### YOUR OBJECTIVE
Copy the data below exactly as given, leaving out the picture.

### DATA EXCERPTS
— Begin —

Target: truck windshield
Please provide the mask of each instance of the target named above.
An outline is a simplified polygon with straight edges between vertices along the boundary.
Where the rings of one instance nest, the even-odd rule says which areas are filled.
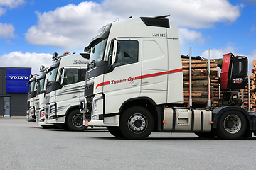
[[[93,60],[95,60],[95,62],[102,60],[106,42],[107,39],[105,38],[100,42],[96,41],[94,44],[92,44],[90,49],[90,63]]]
[[[34,88],[35,88],[35,81],[32,81],[30,85],[29,85],[29,90],[28,90],[28,93],[31,93],[32,91],[34,91]]]
[[[54,69],[49,71],[48,72],[49,77],[47,81],[48,84],[55,82],[56,81],[57,71],[58,71],[58,67],[55,67]]]
[[[44,80],[45,79],[42,79],[38,81],[37,85],[36,85],[36,91],[40,92],[43,90],[43,84],[44,84]]]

— End —

### TASK SOLUTION
Target: truck windshield
Please provide the mask of each instance of the target named above.
An outline is a simplified polygon with straight edges between vertices along the boundary.
Where the rings of one instance nest, the even-odd rule says which areas are filled.
[[[93,60],[95,60],[95,62],[102,60],[106,42],[107,39],[105,38],[100,42],[96,41],[94,44],[92,44],[90,49],[90,63]]]
[[[34,88],[35,88],[35,81],[32,81],[30,85],[29,85],[29,90],[28,90],[28,93],[31,93],[32,91],[34,91]]]
[[[54,69],[49,71],[48,72],[49,77],[47,81],[48,84],[55,82],[56,81],[57,71],[58,71],[58,67],[55,67]]]
[[[44,80],[45,79],[42,79],[38,81],[37,85],[36,85],[36,91],[40,92],[43,90],[43,84],[44,84]]]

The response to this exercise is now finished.